Information provided
-*-*-
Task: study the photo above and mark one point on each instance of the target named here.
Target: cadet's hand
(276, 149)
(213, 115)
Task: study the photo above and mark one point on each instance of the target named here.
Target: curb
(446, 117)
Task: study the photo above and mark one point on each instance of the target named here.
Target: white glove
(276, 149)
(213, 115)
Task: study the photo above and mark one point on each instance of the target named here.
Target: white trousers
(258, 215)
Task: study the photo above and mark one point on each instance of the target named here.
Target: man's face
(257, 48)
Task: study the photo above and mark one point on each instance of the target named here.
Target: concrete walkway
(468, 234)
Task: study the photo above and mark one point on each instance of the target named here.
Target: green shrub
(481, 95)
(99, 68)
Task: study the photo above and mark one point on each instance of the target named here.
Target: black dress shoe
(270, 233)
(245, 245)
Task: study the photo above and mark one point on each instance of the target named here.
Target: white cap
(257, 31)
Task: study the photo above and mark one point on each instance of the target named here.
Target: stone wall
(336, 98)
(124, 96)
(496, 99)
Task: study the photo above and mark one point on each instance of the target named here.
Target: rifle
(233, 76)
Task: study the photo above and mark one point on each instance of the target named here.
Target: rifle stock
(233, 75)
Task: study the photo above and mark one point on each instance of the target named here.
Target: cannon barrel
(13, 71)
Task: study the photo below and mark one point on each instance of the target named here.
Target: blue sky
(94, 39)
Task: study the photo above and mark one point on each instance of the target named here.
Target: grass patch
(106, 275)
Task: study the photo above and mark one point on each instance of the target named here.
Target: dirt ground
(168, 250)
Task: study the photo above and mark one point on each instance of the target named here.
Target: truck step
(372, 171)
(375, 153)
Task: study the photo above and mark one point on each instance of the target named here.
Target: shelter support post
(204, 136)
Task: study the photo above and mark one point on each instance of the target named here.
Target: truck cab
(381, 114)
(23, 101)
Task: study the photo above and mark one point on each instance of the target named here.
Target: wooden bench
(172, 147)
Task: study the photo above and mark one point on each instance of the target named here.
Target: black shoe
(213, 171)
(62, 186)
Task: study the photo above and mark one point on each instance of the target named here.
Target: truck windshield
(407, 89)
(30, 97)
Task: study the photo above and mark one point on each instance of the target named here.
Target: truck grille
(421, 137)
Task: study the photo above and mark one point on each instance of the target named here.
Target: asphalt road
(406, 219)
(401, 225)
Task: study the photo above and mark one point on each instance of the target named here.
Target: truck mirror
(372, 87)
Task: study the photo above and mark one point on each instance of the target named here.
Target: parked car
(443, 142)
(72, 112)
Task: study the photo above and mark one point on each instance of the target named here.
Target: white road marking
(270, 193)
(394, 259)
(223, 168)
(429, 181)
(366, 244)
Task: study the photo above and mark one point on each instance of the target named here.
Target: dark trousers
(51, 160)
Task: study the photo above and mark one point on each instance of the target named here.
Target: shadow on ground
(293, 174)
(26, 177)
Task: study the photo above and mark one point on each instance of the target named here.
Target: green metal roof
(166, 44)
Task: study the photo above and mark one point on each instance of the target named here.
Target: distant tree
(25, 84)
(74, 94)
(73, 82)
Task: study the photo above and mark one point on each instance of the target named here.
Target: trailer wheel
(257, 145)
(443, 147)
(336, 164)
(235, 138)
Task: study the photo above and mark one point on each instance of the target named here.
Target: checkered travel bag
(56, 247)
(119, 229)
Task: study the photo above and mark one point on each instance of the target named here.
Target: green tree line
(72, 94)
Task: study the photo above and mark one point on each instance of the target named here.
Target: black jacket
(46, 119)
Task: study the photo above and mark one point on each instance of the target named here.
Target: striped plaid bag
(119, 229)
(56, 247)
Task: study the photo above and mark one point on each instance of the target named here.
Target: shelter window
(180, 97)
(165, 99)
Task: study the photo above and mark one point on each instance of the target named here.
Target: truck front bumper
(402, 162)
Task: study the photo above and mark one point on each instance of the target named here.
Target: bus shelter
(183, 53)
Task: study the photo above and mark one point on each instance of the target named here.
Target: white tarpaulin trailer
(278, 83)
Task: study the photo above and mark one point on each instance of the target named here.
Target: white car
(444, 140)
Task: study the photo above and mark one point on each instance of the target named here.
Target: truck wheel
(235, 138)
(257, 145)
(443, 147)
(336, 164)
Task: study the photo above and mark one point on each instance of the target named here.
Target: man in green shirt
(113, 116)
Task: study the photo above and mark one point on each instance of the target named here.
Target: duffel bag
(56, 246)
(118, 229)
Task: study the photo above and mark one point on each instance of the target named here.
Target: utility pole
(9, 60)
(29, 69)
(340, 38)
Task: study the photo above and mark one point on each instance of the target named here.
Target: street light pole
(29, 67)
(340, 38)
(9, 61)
-*-*-
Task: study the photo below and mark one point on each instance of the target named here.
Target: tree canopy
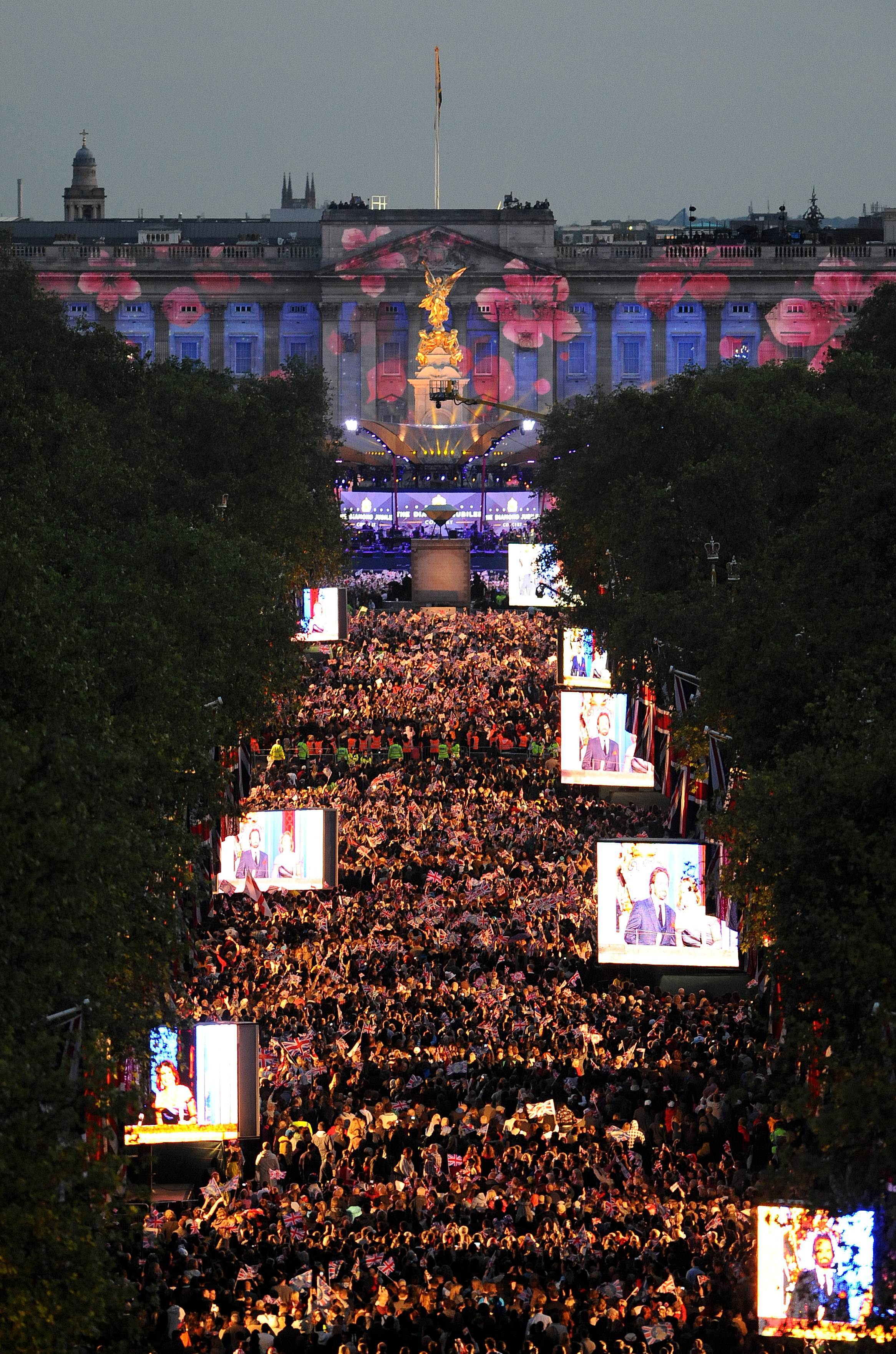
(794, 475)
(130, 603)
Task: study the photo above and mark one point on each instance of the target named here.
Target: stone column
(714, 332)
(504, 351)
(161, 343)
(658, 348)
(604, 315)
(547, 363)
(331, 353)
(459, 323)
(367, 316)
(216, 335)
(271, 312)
-*-*-
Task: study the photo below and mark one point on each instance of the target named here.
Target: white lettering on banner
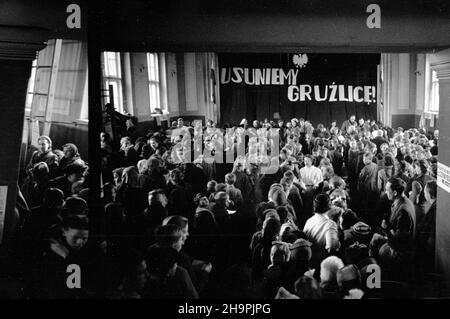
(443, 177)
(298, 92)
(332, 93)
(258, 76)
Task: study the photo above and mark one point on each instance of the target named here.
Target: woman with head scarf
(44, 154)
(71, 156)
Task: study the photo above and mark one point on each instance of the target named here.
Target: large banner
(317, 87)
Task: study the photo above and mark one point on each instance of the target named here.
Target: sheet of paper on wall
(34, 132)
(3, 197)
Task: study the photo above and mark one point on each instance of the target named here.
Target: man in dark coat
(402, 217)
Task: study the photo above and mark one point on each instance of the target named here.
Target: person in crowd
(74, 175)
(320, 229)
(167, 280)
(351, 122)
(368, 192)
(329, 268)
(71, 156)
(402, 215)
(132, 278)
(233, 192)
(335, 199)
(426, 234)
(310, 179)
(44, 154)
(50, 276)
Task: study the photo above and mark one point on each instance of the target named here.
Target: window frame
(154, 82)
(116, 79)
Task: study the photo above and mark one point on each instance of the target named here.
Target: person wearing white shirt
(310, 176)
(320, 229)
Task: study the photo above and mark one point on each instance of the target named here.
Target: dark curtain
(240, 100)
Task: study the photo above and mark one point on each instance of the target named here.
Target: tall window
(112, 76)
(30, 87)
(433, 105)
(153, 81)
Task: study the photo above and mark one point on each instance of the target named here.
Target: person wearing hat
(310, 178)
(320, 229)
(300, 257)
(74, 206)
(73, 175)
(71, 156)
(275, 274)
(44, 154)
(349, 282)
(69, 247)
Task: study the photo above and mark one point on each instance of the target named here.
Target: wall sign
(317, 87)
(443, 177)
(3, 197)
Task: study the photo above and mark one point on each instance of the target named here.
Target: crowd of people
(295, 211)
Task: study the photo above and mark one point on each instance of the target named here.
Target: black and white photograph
-*-*-
Task to complete
Within the data above, the span starting at the line containing "Target: crowd of people" and ending at the line containing "Target: black and white photograph" is to be retyped exactly, with no other lines.

Output
Target: crowd of people
(295, 211)
Task: study the photo above and mark one point on each instance of the target named here.
Target: black and white photograph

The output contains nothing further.